Macleay College
- Location: Sydney, NSW, Australia 33°53′02″S 151°12′36″E﻿ / ﻿33.8839°S 151.2101°E
- Campus: urban;
- Language: English
- Website: www.macleay.edu.au

= Macleay College =

Australian accredited higher education provider

Macleay College is an Australian accredited higher education provider located in Sydney and Melbourne. Established in 1988, the college offers two-year bachelor's degrees in advertising and media, digital media, journalism and business; and one-year diploma courses in journalism, advertising and media, digital media, marketing and business management

==History==
Macleay College was established in 1988.

In 2015, Macleay opened a Melbourne campus located at Swanston Street in the Melbourne CBD.

Since its founding Macleay College has been a family-owned business, transferring ownership to Sarah Stavrow in 2021.

==Locations==
As of March 2025 the Sydney campus is located at 28 Foveaux St, Surry Hills, and the Melbourne campus at 250 Collins Street.

==Academics and accreditation==
Teaching staff include Tracey Holmes.

Macleay College is a registered Higher Education Provider under Commonwealth legislation, regulated by the Tertiary Education Quality and Standards Agency (TEQSA) and listed on the National Register of Higher Education Providers.
______________________________
__Written exercise 1__. List each distinct year that the Macleay College article mentions.
__Written exercise 2__. Based on the Macleay College article, mark each statement yes or no and quote the words that decide it: (a) The Melbourne campus opened in 2015. (b) The Sydney campus is at 250 Collins Street. (c) The college is regulated by TEQSA.
__Written exercise 3__. Pick up the Macleay College article after its final sentence and keep writing it.
The records have no connection to the Macleay College article.
______________________________
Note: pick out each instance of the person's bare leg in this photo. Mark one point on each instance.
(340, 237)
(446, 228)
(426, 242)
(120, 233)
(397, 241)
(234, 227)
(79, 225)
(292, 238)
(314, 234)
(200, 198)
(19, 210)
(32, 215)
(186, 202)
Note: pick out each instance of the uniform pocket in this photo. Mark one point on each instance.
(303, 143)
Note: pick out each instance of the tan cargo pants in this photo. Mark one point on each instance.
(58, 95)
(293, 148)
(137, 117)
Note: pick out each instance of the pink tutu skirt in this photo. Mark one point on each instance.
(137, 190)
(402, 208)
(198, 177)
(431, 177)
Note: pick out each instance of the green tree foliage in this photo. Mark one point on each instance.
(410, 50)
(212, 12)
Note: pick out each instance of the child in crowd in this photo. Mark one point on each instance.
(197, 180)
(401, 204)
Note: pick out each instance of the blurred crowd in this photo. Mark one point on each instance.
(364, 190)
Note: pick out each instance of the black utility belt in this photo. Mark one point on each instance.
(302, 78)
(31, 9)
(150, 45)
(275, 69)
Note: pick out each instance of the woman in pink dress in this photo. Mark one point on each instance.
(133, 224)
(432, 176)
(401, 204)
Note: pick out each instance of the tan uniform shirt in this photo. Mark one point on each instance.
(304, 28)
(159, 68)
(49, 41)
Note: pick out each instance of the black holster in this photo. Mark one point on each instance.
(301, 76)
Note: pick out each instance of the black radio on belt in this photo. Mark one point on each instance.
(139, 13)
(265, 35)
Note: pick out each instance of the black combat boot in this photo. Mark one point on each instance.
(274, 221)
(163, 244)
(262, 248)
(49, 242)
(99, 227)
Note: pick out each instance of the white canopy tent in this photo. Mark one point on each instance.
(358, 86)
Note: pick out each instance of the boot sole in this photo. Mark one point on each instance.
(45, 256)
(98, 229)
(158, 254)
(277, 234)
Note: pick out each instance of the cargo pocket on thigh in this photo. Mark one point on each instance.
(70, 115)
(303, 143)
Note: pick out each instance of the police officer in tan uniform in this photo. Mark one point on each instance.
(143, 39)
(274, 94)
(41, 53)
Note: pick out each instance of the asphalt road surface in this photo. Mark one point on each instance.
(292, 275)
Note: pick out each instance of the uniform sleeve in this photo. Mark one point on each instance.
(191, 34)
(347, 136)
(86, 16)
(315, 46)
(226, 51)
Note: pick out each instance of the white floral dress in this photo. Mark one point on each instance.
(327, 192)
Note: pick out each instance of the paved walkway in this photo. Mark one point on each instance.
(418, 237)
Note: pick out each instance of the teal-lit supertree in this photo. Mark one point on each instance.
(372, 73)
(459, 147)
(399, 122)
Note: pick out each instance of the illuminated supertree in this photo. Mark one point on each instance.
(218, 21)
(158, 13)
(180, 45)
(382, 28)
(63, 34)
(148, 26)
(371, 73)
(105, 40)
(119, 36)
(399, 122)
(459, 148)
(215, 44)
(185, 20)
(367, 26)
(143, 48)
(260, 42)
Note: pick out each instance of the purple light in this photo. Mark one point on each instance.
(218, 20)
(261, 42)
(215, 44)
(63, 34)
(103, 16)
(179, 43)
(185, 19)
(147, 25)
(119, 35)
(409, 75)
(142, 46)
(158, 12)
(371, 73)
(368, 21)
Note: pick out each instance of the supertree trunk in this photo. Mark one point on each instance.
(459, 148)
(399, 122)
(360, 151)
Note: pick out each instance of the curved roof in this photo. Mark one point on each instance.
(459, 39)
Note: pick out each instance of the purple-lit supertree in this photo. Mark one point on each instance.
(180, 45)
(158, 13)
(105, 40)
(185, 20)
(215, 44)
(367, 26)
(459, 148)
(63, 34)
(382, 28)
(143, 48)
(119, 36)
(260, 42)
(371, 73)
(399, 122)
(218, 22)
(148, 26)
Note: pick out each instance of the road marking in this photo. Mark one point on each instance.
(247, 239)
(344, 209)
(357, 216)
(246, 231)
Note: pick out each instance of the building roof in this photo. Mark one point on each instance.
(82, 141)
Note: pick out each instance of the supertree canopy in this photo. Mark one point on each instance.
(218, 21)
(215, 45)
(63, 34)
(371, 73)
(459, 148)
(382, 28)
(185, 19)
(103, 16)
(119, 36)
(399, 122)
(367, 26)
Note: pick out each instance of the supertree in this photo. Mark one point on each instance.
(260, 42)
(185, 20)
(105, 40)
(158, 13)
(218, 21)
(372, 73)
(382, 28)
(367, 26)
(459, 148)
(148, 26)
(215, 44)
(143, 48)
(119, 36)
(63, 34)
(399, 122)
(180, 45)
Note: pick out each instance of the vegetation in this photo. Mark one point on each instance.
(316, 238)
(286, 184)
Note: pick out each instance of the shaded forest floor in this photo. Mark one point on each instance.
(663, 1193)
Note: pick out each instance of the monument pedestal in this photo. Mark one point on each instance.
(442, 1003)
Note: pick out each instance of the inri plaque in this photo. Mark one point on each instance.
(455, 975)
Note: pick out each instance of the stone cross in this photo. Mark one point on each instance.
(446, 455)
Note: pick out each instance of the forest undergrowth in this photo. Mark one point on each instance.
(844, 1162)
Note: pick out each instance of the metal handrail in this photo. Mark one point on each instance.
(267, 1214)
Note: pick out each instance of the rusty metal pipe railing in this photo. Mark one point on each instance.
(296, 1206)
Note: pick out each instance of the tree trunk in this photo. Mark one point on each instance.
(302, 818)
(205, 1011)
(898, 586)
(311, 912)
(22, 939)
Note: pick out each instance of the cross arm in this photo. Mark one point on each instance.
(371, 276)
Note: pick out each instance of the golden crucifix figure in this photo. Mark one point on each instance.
______________________________
__Exercise response 1__. 1988, 2015, 2021, 2025

__Exercise response 2__.
(a) Yes: "In 2015, Macleay opened a Melbourne campus located at Swanston Street in the Melbourne CBD."
(b) No: "the Sydney campus is located at 28 Foveaux St, Surry Hills, and the Melbourne campus at 250 Collins Street."
(c) Yes: "regulated by the Tertiary Education Quality and Standards Agency (TEQSA)"

__Exercise response 3__.
Approved for FEE-HELP and a member of the Australian Council for Private Education and Training (ACPET) which includes the Australian Student Tuition Assurance Scheme (ASTAS), the largest Australian private sector scheme ensuring full protection for Macleay College students.

Approved education provider for international students (CRICOS provider 00899G).

Registered training organisation (RTO No 7096) under Commonwealth legislation, regulated by the Australian Skills Quality Authority (ASQA) and its qualifications listed on Training.gov.au, the official National Register of information on Training Packages, Qualifications, Courses, Units of Competency and Registered Training Organisations.

==Website==
The college publishes a website covering a range of topics called Hatch.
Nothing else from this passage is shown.